## Task 1
Rewrite the article on the Afghanistan Marathon from "More than a" to "Right to Play.", replacing "blood clot" with "tumor".
## Task 2
Answer these questions using the article on the Afghanistan Marathon:
(a) How many marathons did Parnell complete in a single year?
(b) On what date was the second Afghanistan Marathon held?
(c) How old was Parnell at the time of the race?
## Task 3
Continue the article on the Afghanistan Marathon from where it stops.

## Selected extract

+++

Afghanistan’s running women: The racers who made a statement in the world’s most secret marathon

For Canada’s Marathon Man, Martin Parnell, it was the best time to record his worst time.

For almost seven long, gruelling hours, he had coaxed, pushed and encouraged a young Afghan woman to complete the 42-kilometre regulation distance that made up the world’s most secret marathon. When the pair crossed the finish line with only eight minutes to spare before the official cutoff time, it was the end of an eye-opening international odyssey for the 60-year-old runner from Cochrane, Alberta.

For a man who became famous across Canada by completing 250 marathons in a single year, and has raised more than $1.3 million for the Right To Play international charity, his finishing time was actually the worst he had ever clocked. But the joy on the face of the 25-year-old Afghan woman made such a detail irrelevant.

“There was never a better time to set my worst-ever time,” said Parnell, now back in Alberta after his secretive journey this month.

The second Afghanistan Marathon was staged in Bamiyan, a town of 35,000 about 140 km northwest of the capital, Kabul. Parnell and nine other international runners quietly slipped into the war-torn country two weeks ago to help organize and advise the 60 novice long-distance runners. The Nov. 4 race included five Afghan women who raced alongside the male competitors.

The race, which took place in Bamiyan, a town about 140 kms northwest of the capital Kabul, was kept super-secret, because last year locals tried to stone a women running in it.

The pre-race secrecy about the timing and location was vital, said Parnell, as the Taliban insurgents in Afghanistan are a constant deadly threat — particularly when women dare to take part alongside men.

“The five local women who took part this year are the new leaders who are stepping outside the norm. They are making a statement by using the marathon as a vehicle to show they are going to do what they need to do and they are not going to be stopped,” said Parnell.

More than a year ago, Parnell himself was almost stopped in his tracks when doctors discovered a blood clot in his brain. It was while recovering from treatment he heard about the inaugural Afghan marathon and how the first female runner to take part — Zainab — had been stoned and called a prostitute while training.

“It was then I made a vow: if I could recover in time, I would run the 2016 Marathon of Afghanistan and support Zainab’s efforts to show that sport is for everyone,” said Parnell.

Parnell took part to raise money for Right to Play.

+++

Stored items from a collection

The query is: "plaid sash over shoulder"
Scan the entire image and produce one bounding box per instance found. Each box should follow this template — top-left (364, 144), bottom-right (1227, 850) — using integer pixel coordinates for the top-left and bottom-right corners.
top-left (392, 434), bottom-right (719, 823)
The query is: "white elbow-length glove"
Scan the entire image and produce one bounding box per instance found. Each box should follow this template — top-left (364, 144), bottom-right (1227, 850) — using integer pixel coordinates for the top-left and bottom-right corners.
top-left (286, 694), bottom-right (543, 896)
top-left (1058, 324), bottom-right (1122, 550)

+++

## Task output 1
More than a year ago, Parnell himself was almost stopped in his tracks when doctors discovered a tumor in his brain. It was while recovering from treatment he heard about the inaugural Afghan marathon and how the first female runner to take part — Zainab — had been stoned and called a prostitute while training.

“It was then I made a vow: if I could recover in time, I would run the 2016 Marathon of Afghanistan and support Zainab’s efforts to show that sport is for everyone,” said Parnell.

Parnell took part to raise money for Right to Play.

## Task output 2
(a) 250
(b) Nov. 4
(c) 60

## Task output 3
He did recover. On Oct. 26, he met up in Kabul with a few other international runners from Britain, the Netherlands and the United States before flying to Bamiyan. They couldn’t drive to the town because the road was often mined.

Bamiyan was chosen specifically because the people who lived there have suffered from Taliban violence and are considered some of the most liberal in the country.

Before the race, Parnell spoke with town elders, asking whether they had concerns about the women running alongside men.

“Many of these older men had big families, some with four or five daughters. They said, ‘No, we want our daughters to get educated, to get on in the world. We want them to run,’ ” he said.

Travelling with Parnell was fellow Albertan, Kate McKenzie, a former teacher from Red Deer, who now works as a filmmaker. She planned to run the 42 km and produce a documentary of the event with a two-man crew from Toronto.

McKenzie and the other female international runners, along with the five local women, wore the traditional hijab. In total, 70 runners turned up for the 8 a.m. starting gun.

It would be an out and back course on mostly paved roads, reaching the turnaround (halfway) point at a daunting altitude of 2,740 metres. But Parnell’s race plan was set aside before the event even began when he met Kubra, a 25-year-old Afghan woman.

She had tried before to run a long-distance event but had collapsed without finishing. She had also recently lost friends when the Taliban had blown up the university in Kabul where she studied. And when she trained by running through the streets of Kabul, there would be gauntlets of jeering men.

“They would yell names at her and one man got off his bike and tried to push her over. So she took some action and bought a can of purple spray paint and a set of knuckle-dusters — ‘Enough of this I’m going to run,’ she decided. What an attitude,” said Parnell.

By the time of the marathon, Kubra hadn’t completed the necessary training regime. In the days before the race, Parnell tried to persuade her to do a 10-km event instead. The shorter race would take place in Bamiyan at the same time.

“But I thought, here is a young woman who has been dealt a tough hand, losing her friends in the bombing, so I decided then that the purpose of me going there was to help Kubra do this marathon, that if she wants to do a marathon then I’m going to help get her through it.

“The next day I gave a running clinic for the five Afghan women, talking about nutrition, hydration and pacing, and after the clinic I pulled her aside and said, ‘I’m willing to run with you.’ She was over the moon. So in the end I found my purpose — helping this brave, young woman complete her first marathon,” said Parnell.